PASSAGE:
Defending champions Neal Skupski and Desirae Krawczyk defeated Matthew Ebden and Samantha Stosur in the final, 6–4, 6–3 to win the mixed doubles tennis title at the 2022 Wimbledon Championships. It was Skupski's second major title, and Krawczyk's fourth. They were the first team to win consecutive mixed doubles titles at Wimbledon since Cyril Suk and Helena Suková in 1997.

This was the first edition of the tournament to feature a champions tie-break (10-point tie-break), when the score reaches six games all in the third set, and the third edition to feature a final set tie-break. Mate Pavić, Sania Mirza, David Vega Hernández and Natela Dzalamidze were the first players to contest this tiebreak in the mixed doubles event, with the team of Pavić and Mirza winning the tiebreak 10–3 in their first-round match.

This was also the first edition of the mixed doubles event to feature 32 instead of 48 teams, and thus five instead of six rounds, with the final now moved from the last Sunday of competition ahead to the last Thursday.

EXERCISES:
(a) In the Wimbledon mixed doubles passage, which team lost to Neal Skupski and Desirae Krawczyk in the final?
(b) Using the Wimbledon mixed doubles passage, explain why the event had five rounds instead of six.
(c) Reproduce the section of the Wimbledon mixed doubles passage starting at "This was the" and ending at "the last Thursday.".

DATA EXCERPT:
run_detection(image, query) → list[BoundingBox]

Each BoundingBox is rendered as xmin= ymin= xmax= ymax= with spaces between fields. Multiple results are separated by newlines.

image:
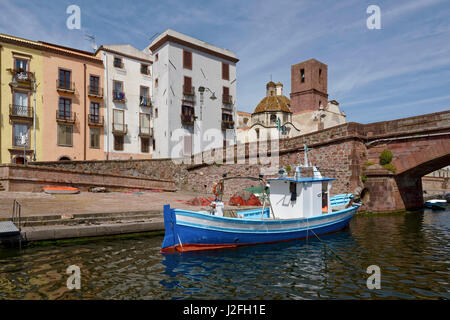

RESULTS IN ORDER:
(a) Matthew Ebden and Samantha Stosur

(b) The event had 32 teams instead of 48. With that smaller field, five rounds were enough.

(c)
This was the first edition of the tournament to feature a champions tie-break (10-point tie-break), when the score reaches six games all in the third set, and the third edition to feature a final set tie-break. Mate Pavić, Sania Mirza, David Vega Hernández and Natela Dzalamidze were the first players to contest this tiebreak in the mixed doubles event, with the team of Pavić and Mirza winning the tiebreak 10–3 in their first-round match.

This was also the first edition of the mixed doubles event to feature 32 instead of 48 teams, and thus five instead of six rounds, with the final now moved from the last Sunday of competition ahead to the last Thursday.